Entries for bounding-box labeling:
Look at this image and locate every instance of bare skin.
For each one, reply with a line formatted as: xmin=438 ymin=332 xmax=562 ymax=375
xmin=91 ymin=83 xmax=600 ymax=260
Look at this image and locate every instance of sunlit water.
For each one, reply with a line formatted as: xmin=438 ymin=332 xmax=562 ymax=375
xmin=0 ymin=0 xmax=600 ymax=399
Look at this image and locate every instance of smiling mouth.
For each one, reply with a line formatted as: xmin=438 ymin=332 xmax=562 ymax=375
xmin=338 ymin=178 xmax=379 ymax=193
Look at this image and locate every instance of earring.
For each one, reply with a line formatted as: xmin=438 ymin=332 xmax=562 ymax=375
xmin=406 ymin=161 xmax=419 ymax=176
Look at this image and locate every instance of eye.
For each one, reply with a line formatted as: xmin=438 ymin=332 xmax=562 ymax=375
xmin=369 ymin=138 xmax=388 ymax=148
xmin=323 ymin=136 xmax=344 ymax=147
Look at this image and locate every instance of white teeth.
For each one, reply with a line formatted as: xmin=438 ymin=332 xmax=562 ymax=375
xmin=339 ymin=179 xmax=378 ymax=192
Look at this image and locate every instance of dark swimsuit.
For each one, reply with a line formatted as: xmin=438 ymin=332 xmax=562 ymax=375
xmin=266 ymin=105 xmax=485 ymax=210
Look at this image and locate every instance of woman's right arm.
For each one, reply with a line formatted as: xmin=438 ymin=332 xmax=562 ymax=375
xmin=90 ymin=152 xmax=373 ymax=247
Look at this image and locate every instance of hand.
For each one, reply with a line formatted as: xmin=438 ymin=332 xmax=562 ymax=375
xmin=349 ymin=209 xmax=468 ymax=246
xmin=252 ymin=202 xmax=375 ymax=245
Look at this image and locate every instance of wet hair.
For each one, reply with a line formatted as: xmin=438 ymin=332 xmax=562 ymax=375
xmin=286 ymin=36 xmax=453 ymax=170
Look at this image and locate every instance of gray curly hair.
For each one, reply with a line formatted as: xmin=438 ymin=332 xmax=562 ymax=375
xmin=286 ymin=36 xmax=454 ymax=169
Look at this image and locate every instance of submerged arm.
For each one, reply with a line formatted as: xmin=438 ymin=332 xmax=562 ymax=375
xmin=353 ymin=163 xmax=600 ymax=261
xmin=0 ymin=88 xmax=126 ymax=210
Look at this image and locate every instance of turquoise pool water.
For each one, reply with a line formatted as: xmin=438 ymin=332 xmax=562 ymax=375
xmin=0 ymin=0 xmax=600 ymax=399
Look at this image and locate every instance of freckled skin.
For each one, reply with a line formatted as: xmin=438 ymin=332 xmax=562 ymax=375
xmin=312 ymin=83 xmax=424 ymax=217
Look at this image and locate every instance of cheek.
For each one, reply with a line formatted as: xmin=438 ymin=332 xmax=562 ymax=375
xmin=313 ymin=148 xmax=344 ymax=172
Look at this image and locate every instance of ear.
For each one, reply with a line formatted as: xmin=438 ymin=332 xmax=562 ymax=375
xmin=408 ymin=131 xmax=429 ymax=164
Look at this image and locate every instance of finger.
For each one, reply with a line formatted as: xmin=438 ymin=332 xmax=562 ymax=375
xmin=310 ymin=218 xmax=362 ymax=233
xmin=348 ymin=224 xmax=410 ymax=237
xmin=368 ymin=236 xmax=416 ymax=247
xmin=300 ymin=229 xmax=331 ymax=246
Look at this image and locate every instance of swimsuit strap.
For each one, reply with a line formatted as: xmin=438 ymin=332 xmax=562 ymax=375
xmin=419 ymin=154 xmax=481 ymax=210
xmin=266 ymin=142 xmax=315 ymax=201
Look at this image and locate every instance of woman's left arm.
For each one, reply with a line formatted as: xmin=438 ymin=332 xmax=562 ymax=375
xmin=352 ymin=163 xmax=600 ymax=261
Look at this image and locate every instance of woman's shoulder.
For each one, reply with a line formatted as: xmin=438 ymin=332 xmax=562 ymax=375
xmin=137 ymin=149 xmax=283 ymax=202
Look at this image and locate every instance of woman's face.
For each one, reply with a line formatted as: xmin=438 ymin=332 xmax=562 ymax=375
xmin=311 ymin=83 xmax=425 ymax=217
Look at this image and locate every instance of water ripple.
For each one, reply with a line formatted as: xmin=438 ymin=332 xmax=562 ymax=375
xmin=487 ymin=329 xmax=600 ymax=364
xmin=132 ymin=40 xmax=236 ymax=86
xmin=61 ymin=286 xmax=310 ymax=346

= WHAT IS BEING ASKED =
Transcribe all of the lines above word for word.

= WORKED SOLUTION =
Look at this image and locate every instance of bare skin.
For each one, reply with a line formatted as: xmin=438 ymin=332 xmax=562 ymax=375
xmin=91 ymin=83 xmax=600 ymax=260
Look at this image and locate every instance of sunlit water.
For each one, reply with a line formatted as: xmin=438 ymin=332 xmax=562 ymax=375
xmin=0 ymin=0 xmax=600 ymax=399
Look at this image and locate every instance of smiling mouth.
For each one, reply with a line formatted as: xmin=438 ymin=332 xmax=562 ymax=375
xmin=338 ymin=178 xmax=379 ymax=193
Look at this image and locate every instance of earring.
For each one, reply with a line formatted as: xmin=438 ymin=332 xmax=562 ymax=375
xmin=406 ymin=161 xmax=419 ymax=176
Look at this image and locate every instance of eye.
For each one, reply with a line formatted as: xmin=438 ymin=332 xmax=562 ymax=375
xmin=369 ymin=138 xmax=388 ymax=148
xmin=323 ymin=136 xmax=344 ymax=147
Look at this image and locate every instance of white teeth.
For each one, reply with a line formatted as: xmin=438 ymin=332 xmax=562 ymax=375
xmin=339 ymin=179 xmax=378 ymax=192
Look at this image and locate every instance of dark swimsuit.
For each one, reply with a line formatted as: xmin=438 ymin=332 xmax=562 ymax=375
xmin=266 ymin=105 xmax=485 ymax=210
Look at this image and locate every instance of woman's right arm.
For each one, reply with a line formatted as: xmin=438 ymin=332 xmax=562 ymax=375
xmin=90 ymin=152 xmax=373 ymax=247
Look at this image and locate every instance of hand.
For each one, reply with a line formatted as: xmin=438 ymin=332 xmax=562 ymax=375
xmin=349 ymin=209 xmax=468 ymax=246
xmin=252 ymin=202 xmax=375 ymax=245
Look at this image and locate every instance of wet hair.
For each one, reply with a line formatted as: xmin=438 ymin=332 xmax=562 ymax=375
xmin=286 ymin=36 xmax=453 ymax=170
Look at this image and locate every instance of gray curly hair.
For each one, reply with a line formatted as: xmin=438 ymin=332 xmax=562 ymax=375
xmin=286 ymin=36 xmax=454 ymax=169
Look at this image and locate every instance of submerged arm.
For each one, reply with a line formatted as: xmin=438 ymin=332 xmax=562 ymax=375
xmin=353 ymin=163 xmax=600 ymax=261
xmin=0 ymin=88 xmax=126 ymax=210
Look at this image and locate every instance of turquoise pool water.
For each one, reply with a line formatted as: xmin=438 ymin=332 xmax=562 ymax=375
xmin=0 ymin=0 xmax=600 ymax=399
Look at this image and locate every instance of freckled skin.
For each one, reply with a line formatted as: xmin=438 ymin=332 xmax=562 ymax=375
xmin=312 ymin=83 xmax=424 ymax=217
Look at this image and locate every instance of cheek.
For each one, reply with a line formatted as: xmin=438 ymin=332 xmax=562 ymax=375
xmin=313 ymin=148 xmax=344 ymax=172
Look at this image and locate every instance of ear.
For each one, reply with a line formatted as: xmin=438 ymin=332 xmax=562 ymax=375
xmin=408 ymin=131 xmax=429 ymax=164
Look at this image and locate every instance of finger.
For each one, reply with a line formatted as: xmin=438 ymin=332 xmax=562 ymax=375
xmin=310 ymin=218 xmax=362 ymax=233
xmin=348 ymin=224 xmax=410 ymax=237
xmin=368 ymin=236 xmax=416 ymax=247
xmin=300 ymin=229 xmax=331 ymax=246
Look at this image and locate every instance of swimsuit strap.
For each one, reply with a line formatted as: xmin=438 ymin=332 xmax=562 ymax=375
xmin=419 ymin=154 xmax=481 ymax=210
xmin=266 ymin=142 xmax=315 ymax=201
Look at this image and locate every instance of woman's left arm.
For each one, reply with a line formatted as: xmin=438 ymin=332 xmax=562 ymax=375
xmin=352 ymin=163 xmax=600 ymax=261
Look at this image and locate every instance of woman's shoulder.
For each one, reply with a line formatted as: xmin=438 ymin=332 xmax=562 ymax=375
xmin=137 ymin=149 xmax=283 ymax=202
Look at this image and locate every instance of woman's face.
For each one, reply with a line formatted as: xmin=438 ymin=332 xmax=562 ymax=375
xmin=311 ymin=83 xmax=425 ymax=217
Look at this image and locate every instance of water ripple.
For each one, reply with a line formatted as: xmin=438 ymin=332 xmax=562 ymax=375
xmin=487 ymin=329 xmax=600 ymax=364
xmin=132 ymin=40 xmax=236 ymax=86
xmin=61 ymin=286 xmax=310 ymax=346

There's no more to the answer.